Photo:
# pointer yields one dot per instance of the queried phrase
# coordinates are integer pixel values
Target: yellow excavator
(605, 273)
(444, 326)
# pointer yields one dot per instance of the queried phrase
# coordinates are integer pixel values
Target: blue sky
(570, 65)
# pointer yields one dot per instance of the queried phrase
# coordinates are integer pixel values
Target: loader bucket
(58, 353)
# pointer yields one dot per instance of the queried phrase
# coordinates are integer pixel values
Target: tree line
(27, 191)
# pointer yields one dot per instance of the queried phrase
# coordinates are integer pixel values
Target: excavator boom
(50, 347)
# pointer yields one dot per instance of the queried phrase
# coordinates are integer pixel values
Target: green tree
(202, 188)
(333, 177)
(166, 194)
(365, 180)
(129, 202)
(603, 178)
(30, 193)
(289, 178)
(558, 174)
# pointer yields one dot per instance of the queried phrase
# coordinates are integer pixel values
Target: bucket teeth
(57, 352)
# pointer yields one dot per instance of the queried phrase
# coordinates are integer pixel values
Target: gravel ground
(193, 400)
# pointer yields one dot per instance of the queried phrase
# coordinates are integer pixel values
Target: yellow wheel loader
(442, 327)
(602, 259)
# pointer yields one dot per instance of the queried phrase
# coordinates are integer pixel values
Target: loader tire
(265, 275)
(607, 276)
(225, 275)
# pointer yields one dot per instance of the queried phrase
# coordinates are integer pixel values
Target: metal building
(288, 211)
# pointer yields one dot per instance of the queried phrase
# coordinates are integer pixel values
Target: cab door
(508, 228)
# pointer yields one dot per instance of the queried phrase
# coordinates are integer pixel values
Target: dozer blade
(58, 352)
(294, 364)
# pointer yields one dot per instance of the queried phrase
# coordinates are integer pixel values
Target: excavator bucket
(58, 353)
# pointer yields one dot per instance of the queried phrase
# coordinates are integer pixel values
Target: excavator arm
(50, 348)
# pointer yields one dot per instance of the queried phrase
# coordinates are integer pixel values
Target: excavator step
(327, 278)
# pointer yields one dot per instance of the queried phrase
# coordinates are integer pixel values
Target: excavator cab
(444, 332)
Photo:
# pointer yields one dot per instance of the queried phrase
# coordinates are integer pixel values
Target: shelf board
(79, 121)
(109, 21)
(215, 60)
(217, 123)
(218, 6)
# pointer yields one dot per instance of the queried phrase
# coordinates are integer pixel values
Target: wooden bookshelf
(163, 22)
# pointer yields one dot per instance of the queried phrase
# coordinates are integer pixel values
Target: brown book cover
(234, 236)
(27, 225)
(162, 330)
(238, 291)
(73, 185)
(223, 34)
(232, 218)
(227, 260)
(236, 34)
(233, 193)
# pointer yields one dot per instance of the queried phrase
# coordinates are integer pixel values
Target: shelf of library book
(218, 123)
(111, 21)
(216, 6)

#### REQUIREMENT:
The records shown above are to be copied exactly, every one of them.

#### YOUR RESPONSE:
Photo:
# pointer yields one dot per instance of the queried phrase
# coordinates are integer pixel values
Target: yellow excavator
(605, 273)
(444, 326)
# pointer yields one dot per instance of the queried phrase
# coordinates are integer pixel values
Target: blue sky
(570, 65)
# pointer yields one dot per instance of the queried phrase
# coordinates are integer pixel values
Target: loader bucket
(58, 353)
# pointer yields one dot per instance of the queried phrase
# coordinates are integer pixel values
Target: tree line
(27, 191)
# pointer yields one dot per instance of the queried phrase
# coordinates are integer pixel values
Target: excavator boom
(50, 347)
# pointer yields one dot per instance of the queried phrase
# coordinates are integer pixel values
Target: green tree
(202, 188)
(333, 177)
(166, 194)
(365, 180)
(129, 202)
(603, 178)
(30, 193)
(289, 178)
(558, 174)
# pointer yields one dot per instance of the queried phrase
# coordinates are integer pixel values
Target: bucket teeth
(57, 352)
# pointer yields one dot per instance of the queried phrase
# coordinates are integer pixel values
Target: gravel ground
(193, 400)
# pointer yields one dot per instance of the queried phrase
# coordinates are integer pixel values
Target: yellow wheel loader
(442, 327)
(602, 259)
# pointer yields one dot per instance of the queried phrase
# coordinates are integer pixel values
Target: loader tire
(265, 275)
(607, 276)
(225, 275)
# pointer yields one dot per instance of the queried phrase
# coordinates are integer pixel values
Target: metal building
(288, 211)
# pointer yields one dot per instance of the queried phrase
# coordinates are integer pixel values
Target: cab door
(508, 228)
# pointer yields one dot per instance of the queried phrase
# coordinates are integer pixel values
Target: dozer blade
(58, 352)
(294, 364)
# pointer yields one dot per instance of the queried phrase
# coordinates are integer pixel values
Target: excavator bucket
(58, 353)
# pointer yields one dot per instance of the queried phrase
# coordinates are integer pixel values
Target: excavator arm
(50, 348)
# pointer yields one dot per instance of the queried phrase
# coordinates are integer pixel values
Target: excavator step
(327, 278)
# pointer yields one dot per instance of the queried phrase
# coordinates are integer pixel values
Target: excavator cab
(444, 332)
Photo:
# pointer yields one dot per instance of the queried phrase
# coordinates are integer pixel values
Target: shelf board
(79, 121)
(109, 21)
(215, 60)
(217, 123)
(218, 6)
# pointer yields one dot per instance of the queried phrase
# coordinates are integer pixel values
Target: wooden bookshelf
(163, 22)
# pointer yields one dot per instance of the queried phrase
# coordinates are integer pixel values
Target: brown book cover
(234, 236)
(27, 225)
(162, 330)
(238, 291)
(73, 185)
(223, 34)
(232, 218)
(227, 260)
(236, 34)
(233, 193)
# pointer yields one dot per instance of the queried phrase
# coordinates are integer pixel values
Target: shelf of library book
(218, 123)
(111, 21)
(216, 6)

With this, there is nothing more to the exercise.